_DOCUMENT EXCERPT_

»»

Batch was more cautious when it came to shifting the menu, so as not to alienate the southeast spot’s loyal fanbase. The cocktail program was ripe for improvement, however, and the gregarious Alexander, probably best known as the former director of beverage for Hakkasan Group, was the right man for the job.

Updates have been subtle but noticeable, ranging from a thoughtfully expanded liquor selection to a newfound focus on classics made with fresh ingredients. Stocked with a handful of house-made concoctions, the new beverage program has become a strong off-Strip option.

We asked Alexander to walk through the menu with pairings in mind. And while you might not be able to order a Buddha’s Palm—a fabulous creation from his Hakkasan days—the cocktail impresario has some fine suggestions to go with executive chef Joe Valdez’s updated dishes.

Sesame BBQ Pork Belly ($18) + Kentucky Mule ($14)

Valdez’s pork belly is rich but not unctuous, sweet but not cloying. A great way to start a Table 34 tour, the addictive appetizer’s Asian-inspired sesame-tahini barbecue sauce reminds Alexander of Southern barbecue, and that region’s Kentucky mule—a straightforward combination of bourbon, lime juice and ginger beer—could be considered a traditional pairing. The ginger cuts the swine’s fattiness, allowing you to sneak in another bite before moving on with your meal.

Baby Romaine Caesar ($13) + French Squeezed ($14)

A salad and cocktail pairing might sound unorthodox, but there’s no denying this combo. Table 34’s Caesar, arguably one of the city’s best renditions, is rife with flavor, the anchovy-tinged dressing dotted with crunchy-yet-chewy herbed croutons that don’t overpower the dish. The herbal qualities of the French Squeezed—a house cocktail combining Lillet Blanc apertif with a juicy mixture of apricot liqueur, passion fruit syrup and pineapple and lime juices—balances the salad’s funkiness.

Shrimp Scampi ($34) + Basil Grapefruit Martini ($15)

««

_EXERCISE INSTRUCTIONS_
(a) Do these statements agree with the Table 34 article? For each, answer yes or no and quote the words of the article that decide it.
(i) The Kentucky mule is made with bourbon, lime juice and ginger beer.
(ii) Alexander used to be director of beverage for Hakkasan Group.
(iii) The Baby Romaine Caesar costs $15.
(b) Please output the passage of the Table 34 article starting with "Updates have been" and going on through "strong off-Strip option.", without changing any of its wording.
You won't need the records for this.

_INFORMATION SUPPLIED_

»»

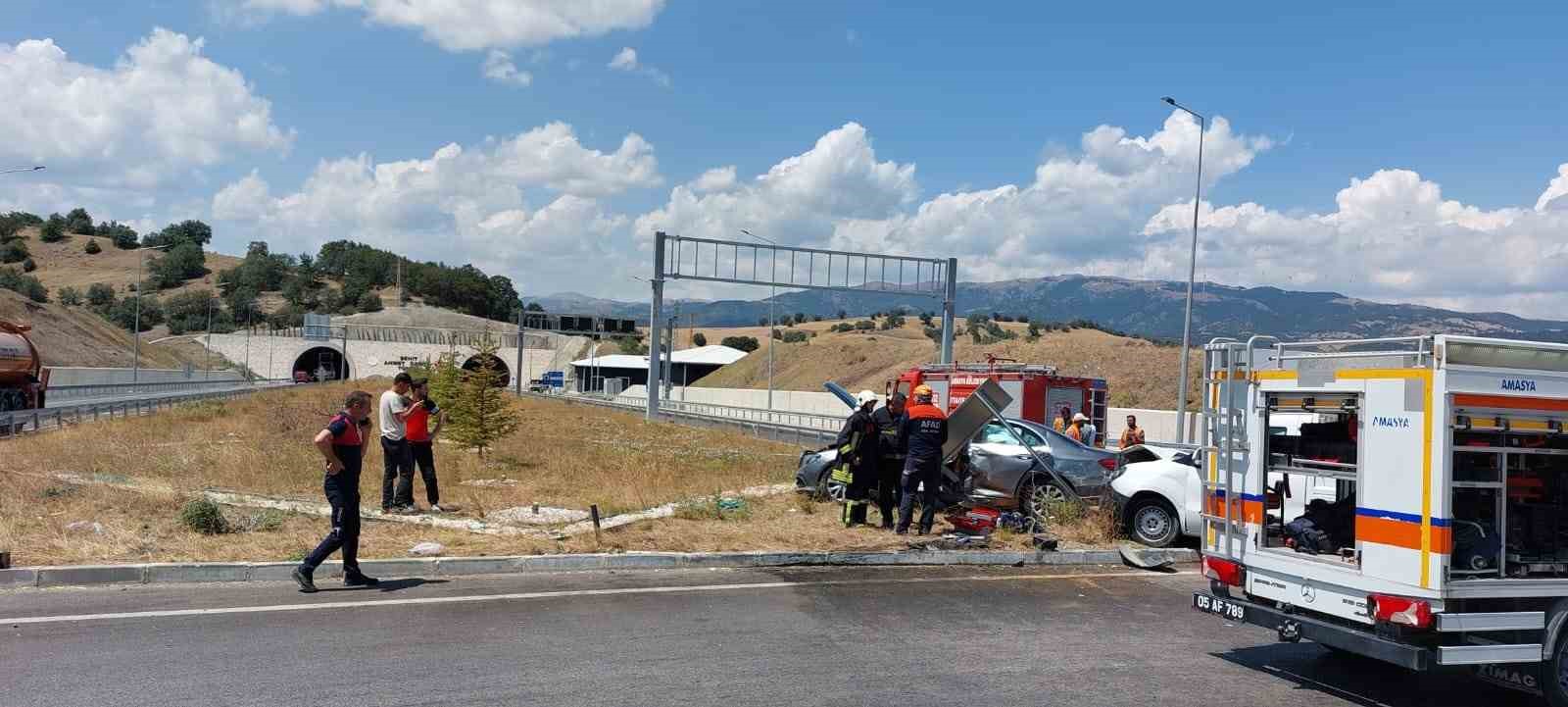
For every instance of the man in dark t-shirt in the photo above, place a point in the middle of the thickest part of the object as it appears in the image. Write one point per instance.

««
»»

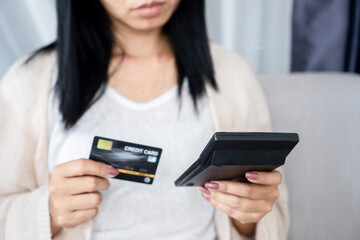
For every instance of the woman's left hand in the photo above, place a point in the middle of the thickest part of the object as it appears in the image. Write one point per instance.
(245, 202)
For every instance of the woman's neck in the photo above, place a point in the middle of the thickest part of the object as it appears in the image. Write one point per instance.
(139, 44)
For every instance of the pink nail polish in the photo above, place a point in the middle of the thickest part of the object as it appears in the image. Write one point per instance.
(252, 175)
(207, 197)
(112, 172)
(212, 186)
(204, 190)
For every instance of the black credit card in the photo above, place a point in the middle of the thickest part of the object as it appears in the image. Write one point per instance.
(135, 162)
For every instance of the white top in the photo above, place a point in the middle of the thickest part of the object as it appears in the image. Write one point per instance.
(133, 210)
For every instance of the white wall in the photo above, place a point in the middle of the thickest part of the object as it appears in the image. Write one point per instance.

««

_RESULTS OF THE EXERCISE_
(a)
(i) Yes: "a straightforward combination of bourbon, lime juice and ginger beer"
(ii) Yes: "the former director of beverage for Hakkasan Group"
(iii) No: "Baby Romaine Caesar ($13)"

(b)
Updates have been subtle but noticeable, ranging from a thoughtfully expanded liquor selection to a newfound focus on classics made with fresh ingredients. Stocked with a handful of house-made concoctions, the new beverage program has become a strong off-Strip option.